*Given passage:*

You woke up today to headlines that market futures fell overnight, and we are seeing another big drop so far today. You may be wondering if things have changed since our last message to you, and if you should do something different.
Overnight, markets reacted to fears that many parts of the world, including the United States, are not prepared for the Coronavirus. Many health experts are recommending that people stay home as much as possible until the situation becomes better.
The good news is that there is historical evidence that measures can be taken to lessen the number of people infected by the virus. The world is rapidly reacting today to this, and countries that have not had this happen before are learning fast. The plan now is to minimize the number of infected people. In the recent past, Viruses like this one have naturally become less problematic once people take measures to contain it.
Meanwhile, we wanted to send a few quick visuals to reassure you that the markets have seen worse shocks than this, and have bounced back, rewarding long-term investors. While this event is certainly unique in many ways, market shocks and recessions are completely normal.
The past few weeks have been uncomfortable. No one wants to see their portfolio value decline. We want to help you keep it in perspective so that you can make the best decision you can. We are monitoring this situation for its severity and will be in touch with you if your situation merits any changes. By and large, we see this as a significant, and potentially long-lasting market event, but similar to others we’ve seen in the past.
How Bad is it?
The S&P 500
We are now back to where we were at the beginning of 2019 in the value of the S&P 500 index. The climb took over a year and the drop took less than a month. We will see more declines before it is all over, but as of right now we have given up about 15 months of gains in U.S. Large Cap stocks.
What about income holdings?

*Exercise tasks:*
• A. Please rewrite the market update from "The past few" to "in the past.", switching "portfolio" to "account".
• B. Resume the market update after its last line.
The records come from a separate source, not from the market update.

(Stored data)
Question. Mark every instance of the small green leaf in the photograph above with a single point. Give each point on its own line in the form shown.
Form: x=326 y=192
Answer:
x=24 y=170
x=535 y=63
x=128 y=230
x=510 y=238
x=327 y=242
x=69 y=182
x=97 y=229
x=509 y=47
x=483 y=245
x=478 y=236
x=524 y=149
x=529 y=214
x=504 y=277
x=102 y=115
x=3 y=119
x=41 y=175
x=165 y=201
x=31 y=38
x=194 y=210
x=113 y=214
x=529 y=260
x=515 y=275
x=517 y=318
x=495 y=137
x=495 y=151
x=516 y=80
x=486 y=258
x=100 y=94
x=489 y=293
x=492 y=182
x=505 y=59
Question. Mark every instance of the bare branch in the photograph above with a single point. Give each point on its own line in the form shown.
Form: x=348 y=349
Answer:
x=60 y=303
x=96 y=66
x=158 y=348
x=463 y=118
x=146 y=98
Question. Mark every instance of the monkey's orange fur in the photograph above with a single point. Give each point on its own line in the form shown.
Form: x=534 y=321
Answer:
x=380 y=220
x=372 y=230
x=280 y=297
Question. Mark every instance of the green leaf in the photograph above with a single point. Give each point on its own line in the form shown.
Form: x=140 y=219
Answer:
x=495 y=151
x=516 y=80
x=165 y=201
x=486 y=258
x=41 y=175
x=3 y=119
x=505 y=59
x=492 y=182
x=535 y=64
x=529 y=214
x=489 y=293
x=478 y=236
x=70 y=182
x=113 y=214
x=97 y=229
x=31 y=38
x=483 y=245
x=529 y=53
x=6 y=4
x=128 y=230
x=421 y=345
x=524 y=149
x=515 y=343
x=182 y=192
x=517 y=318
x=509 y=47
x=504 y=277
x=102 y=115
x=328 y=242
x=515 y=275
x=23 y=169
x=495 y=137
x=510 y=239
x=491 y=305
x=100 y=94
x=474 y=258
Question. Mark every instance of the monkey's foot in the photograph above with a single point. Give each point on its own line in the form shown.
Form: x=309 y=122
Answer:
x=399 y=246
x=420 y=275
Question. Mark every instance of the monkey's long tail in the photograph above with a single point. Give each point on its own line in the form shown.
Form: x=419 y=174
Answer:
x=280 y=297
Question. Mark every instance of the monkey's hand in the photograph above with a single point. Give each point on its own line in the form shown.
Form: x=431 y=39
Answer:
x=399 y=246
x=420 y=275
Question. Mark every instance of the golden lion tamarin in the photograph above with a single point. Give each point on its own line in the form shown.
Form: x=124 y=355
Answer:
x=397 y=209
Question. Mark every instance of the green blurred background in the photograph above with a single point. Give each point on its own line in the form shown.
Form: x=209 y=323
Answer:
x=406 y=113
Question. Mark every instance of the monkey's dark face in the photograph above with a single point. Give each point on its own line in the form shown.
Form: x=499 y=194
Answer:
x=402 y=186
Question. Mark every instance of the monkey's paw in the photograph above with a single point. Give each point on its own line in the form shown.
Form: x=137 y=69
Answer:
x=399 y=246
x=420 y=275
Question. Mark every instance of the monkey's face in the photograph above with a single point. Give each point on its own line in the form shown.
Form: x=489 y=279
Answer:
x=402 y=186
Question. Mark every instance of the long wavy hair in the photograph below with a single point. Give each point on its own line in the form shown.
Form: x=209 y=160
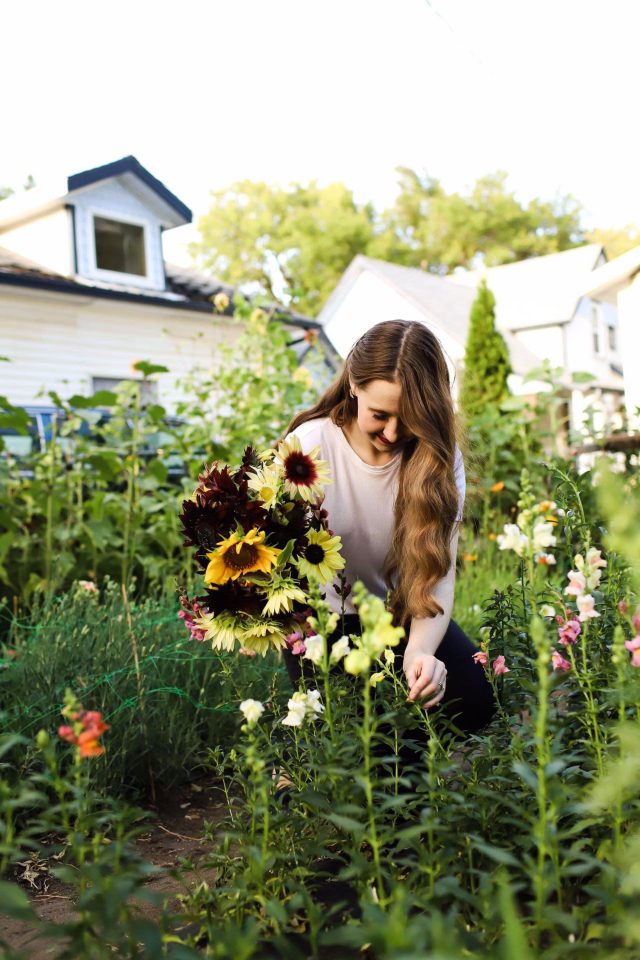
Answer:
x=426 y=507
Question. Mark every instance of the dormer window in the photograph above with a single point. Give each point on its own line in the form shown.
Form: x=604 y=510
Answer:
x=119 y=246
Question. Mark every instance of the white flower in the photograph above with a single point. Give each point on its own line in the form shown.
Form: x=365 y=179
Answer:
x=314 y=703
x=543 y=536
x=302 y=705
x=591 y=567
x=512 y=539
x=547 y=559
x=340 y=649
x=314 y=648
x=297 y=711
x=252 y=710
x=586 y=604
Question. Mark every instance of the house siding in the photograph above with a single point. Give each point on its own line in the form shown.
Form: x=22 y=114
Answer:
x=61 y=343
x=47 y=241
x=369 y=301
x=114 y=201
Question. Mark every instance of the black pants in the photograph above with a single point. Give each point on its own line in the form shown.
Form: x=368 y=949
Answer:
x=468 y=701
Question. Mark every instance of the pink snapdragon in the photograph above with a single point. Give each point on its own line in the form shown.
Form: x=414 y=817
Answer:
x=586 y=607
x=558 y=661
x=577 y=583
x=499 y=666
x=295 y=643
x=569 y=632
x=189 y=617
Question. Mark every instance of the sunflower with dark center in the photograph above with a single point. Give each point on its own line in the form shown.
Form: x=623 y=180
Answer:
x=321 y=558
x=304 y=474
x=239 y=554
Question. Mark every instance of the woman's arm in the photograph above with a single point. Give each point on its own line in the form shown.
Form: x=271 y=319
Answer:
x=423 y=670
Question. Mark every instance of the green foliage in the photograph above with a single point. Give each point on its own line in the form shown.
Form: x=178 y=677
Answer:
x=252 y=392
x=168 y=699
x=486 y=358
x=439 y=231
x=99 y=502
x=295 y=242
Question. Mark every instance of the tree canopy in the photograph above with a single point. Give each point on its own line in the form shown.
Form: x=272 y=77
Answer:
x=295 y=242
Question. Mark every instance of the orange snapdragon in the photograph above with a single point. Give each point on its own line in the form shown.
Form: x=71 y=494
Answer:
x=86 y=729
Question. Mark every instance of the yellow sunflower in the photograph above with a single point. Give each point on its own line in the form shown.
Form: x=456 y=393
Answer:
x=281 y=596
x=321 y=559
x=265 y=481
x=265 y=635
x=222 y=630
x=304 y=474
x=238 y=555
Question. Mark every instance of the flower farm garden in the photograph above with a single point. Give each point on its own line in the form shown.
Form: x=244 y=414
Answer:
x=163 y=792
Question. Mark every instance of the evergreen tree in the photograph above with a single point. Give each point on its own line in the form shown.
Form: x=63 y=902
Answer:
x=486 y=358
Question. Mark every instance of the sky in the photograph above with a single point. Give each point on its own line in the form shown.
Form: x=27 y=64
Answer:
x=206 y=92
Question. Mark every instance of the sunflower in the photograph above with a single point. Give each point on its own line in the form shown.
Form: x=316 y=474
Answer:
x=222 y=630
x=281 y=595
x=321 y=559
x=238 y=555
x=264 y=635
x=304 y=474
x=265 y=481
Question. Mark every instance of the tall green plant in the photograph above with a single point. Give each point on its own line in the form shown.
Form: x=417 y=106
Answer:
x=486 y=358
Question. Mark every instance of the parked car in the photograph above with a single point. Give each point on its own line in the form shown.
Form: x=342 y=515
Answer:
x=23 y=446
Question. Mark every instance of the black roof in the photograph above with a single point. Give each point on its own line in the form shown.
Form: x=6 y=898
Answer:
x=129 y=165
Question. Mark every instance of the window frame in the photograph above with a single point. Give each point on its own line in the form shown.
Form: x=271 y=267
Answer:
x=117 y=276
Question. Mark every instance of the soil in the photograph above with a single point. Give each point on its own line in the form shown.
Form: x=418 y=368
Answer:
x=175 y=833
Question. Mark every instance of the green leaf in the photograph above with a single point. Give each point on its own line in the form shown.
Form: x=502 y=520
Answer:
x=15 y=903
x=147 y=368
x=498 y=854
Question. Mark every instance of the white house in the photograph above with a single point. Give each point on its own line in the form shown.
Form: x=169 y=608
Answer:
x=85 y=291
x=617 y=285
x=541 y=310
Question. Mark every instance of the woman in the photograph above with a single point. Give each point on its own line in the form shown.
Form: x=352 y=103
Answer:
x=387 y=429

*Written responses:*
• A.
The past few weeks have been uncomfortable. No one wants to see their account value decline. We want to help you keep it in perspective so that you can make the best decision you can. We are monitoring this situation for its severity and will be in touch with you if your situation merits any changes. By and large, we see this as a significant, and potentially long-lasting market event, but similar to others we’ve seen in the past.

• B.
Even fixed income holdings like preferred stocks, exchange-traded debts and REITs are at lower prices now. Energy partnerships have seen their unit prices fall sharply with the drop in oil prices. It is not fun to see the market value decline like this in an income portfolio. Keep in mind that the market value does not impact the expected income. For the energy partnerships, the dividend yield (annual divided payment divided by market value) has shot up to 25% or more for some. This is not a time to sell these holdings. It might be a time to buy more. Most of the energy partnerships in our portfolios do not have commodity exposure and their businesses are not truly impacted by oil prices, they just get hammered along with the rest of the sector.
The prices of these holdings are driven up when rates are dropping, which we have experienced the past few years. Now we are seeing the prices of preferred stocks be driven down by overall market momentum and fear. The difference between the 52-week high and the 52-week low is 20%. It is significant, but not as large as with common equities.
What should you do now?
The temptation to exit the market and avoid any more drops in value can be very strong when you see this decline. We understand that. The problem is that, just like no one could have predicted the timing of this decline, we also can’t predict the timing of the recovery. Leaving the market and getting back in later requires making two lucky decisions—when to leave and when to get back in. The chart below shows what you give up if you miss even one good day on the recovery side.
The bright side
The good news is that, if your portfolio is matched to your time horizon and your objectives, you are all set to weather the turbulence. There have been more good days than bad days in market history, and the good days have added up to significant long-term growth for investors. If history tells us anything, those good days will come again. Check out this graph for some perspective on how much more the good has outweighed the bad. Even the bad memories of 2000 and 2008 look like blips compared to the growth experienced by those who stayed invested throughout those periods.